TEXT SECTION:
***
Lastly, we've now perfected our reel service by mail. Below I pasted a few pictures of the custom foam/ boxes used to ship the reel cartridge coast to coast for grinding from their door step for the same price as it would cost to haul your mower to a reel mower shop and be grinder. This tears down all barriers to entry which is why there are Swardman owners in 39 states.

Sorry for the long response, but when you consider the cartridge system, features, programs, and even price at $2250 for the Edwin 45, I'm surprised other residential reel mower companies aren't changing faster to keep up.

It's so much fun to talk to folks who are experiencing reel mowing for the first time. A HUGE part of it is this site! Kudos to the TLF guys for giving us a place to perfect our passion... or for me, it's been my obsession.


----------



## bbbdkc79 (Oct 16, 2018)

To second other owners on this site. I had a major issue with my Edwin 55, and worked with both Lee and Mychal and was so impressed on how my problem was resolved, and the time and effort they took to make sure I was happy with the outcome. Kudos to Swardman for making a great machine.


----------



## FoldsPocketAces (Mar 16, 2019)

Hey @reelrollers, any plans to be able to order the Swardman with a honda engine? i would order in a heartbeat if thats a possibility. Not too keen on the B&S


----------



## SGrabs33 (Feb 13, 2017)

FoldsPocketAces said:


> Hey @reelrollers, any plans to be able to order the Swardman with a honda engine? i would order in a heartbeat if thats a possibility. Not too keen on the B&S


@Reelrollers


----------



## Reelrollers (Feb 6, 2018)

Sorry for the delayed response. We looked at the Honda engine about 18 months ago but the challenge is pretty straight forward. The Honda engine has their exhaust on the front of the motor which creates too much risk of folks getting burned by exhaust.
***
DATASET:
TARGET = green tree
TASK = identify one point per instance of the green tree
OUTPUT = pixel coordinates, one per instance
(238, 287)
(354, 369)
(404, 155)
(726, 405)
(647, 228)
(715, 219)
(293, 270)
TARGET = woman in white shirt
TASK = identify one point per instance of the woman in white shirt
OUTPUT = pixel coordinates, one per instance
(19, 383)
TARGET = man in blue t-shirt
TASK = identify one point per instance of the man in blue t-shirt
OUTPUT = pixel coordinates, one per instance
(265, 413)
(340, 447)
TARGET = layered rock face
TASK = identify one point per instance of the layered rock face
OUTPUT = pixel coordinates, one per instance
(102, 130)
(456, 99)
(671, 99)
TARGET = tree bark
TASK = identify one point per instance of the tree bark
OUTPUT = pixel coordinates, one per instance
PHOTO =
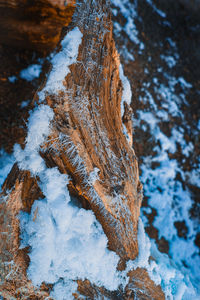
(86, 135)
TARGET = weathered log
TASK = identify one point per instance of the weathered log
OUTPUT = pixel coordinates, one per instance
(87, 142)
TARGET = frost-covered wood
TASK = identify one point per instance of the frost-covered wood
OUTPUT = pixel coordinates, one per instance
(76, 146)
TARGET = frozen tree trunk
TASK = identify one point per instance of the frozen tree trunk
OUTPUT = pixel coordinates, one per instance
(87, 141)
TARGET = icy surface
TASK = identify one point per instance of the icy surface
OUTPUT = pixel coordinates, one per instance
(12, 79)
(6, 163)
(32, 72)
(66, 241)
(161, 270)
(164, 98)
(61, 62)
(126, 93)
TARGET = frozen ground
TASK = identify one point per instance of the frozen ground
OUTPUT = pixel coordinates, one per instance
(166, 126)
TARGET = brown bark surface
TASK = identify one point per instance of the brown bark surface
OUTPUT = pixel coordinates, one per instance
(88, 115)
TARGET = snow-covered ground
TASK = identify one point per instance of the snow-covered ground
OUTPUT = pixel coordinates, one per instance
(163, 175)
(160, 116)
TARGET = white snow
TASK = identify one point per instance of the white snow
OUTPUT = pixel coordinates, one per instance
(66, 242)
(6, 163)
(126, 93)
(158, 11)
(32, 72)
(12, 79)
(38, 130)
(24, 103)
(61, 62)
(160, 269)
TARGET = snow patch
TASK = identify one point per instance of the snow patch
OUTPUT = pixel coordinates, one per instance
(61, 62)
(6, 163)
(32, 72)
(126, 93)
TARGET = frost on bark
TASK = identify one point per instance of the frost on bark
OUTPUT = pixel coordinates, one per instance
(88, 143)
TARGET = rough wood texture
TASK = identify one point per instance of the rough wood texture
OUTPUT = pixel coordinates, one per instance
(88, 115)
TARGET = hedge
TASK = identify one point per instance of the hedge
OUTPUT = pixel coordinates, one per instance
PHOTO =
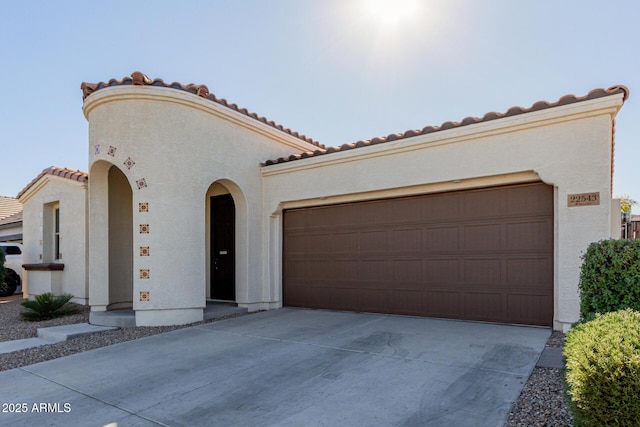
***
Extract the passage of the reel mower thread from "It's so much" up to and including "been my obsession.". The listing is separate material and has no connection to the reel mower thread.

It's so much fun to talk to folks who are experiencing reel mowing for the first time. A HUGE part of it is this site! Kudos to the TLF guys for giving us a place to perfect our passion... or for me, it's been my obsession.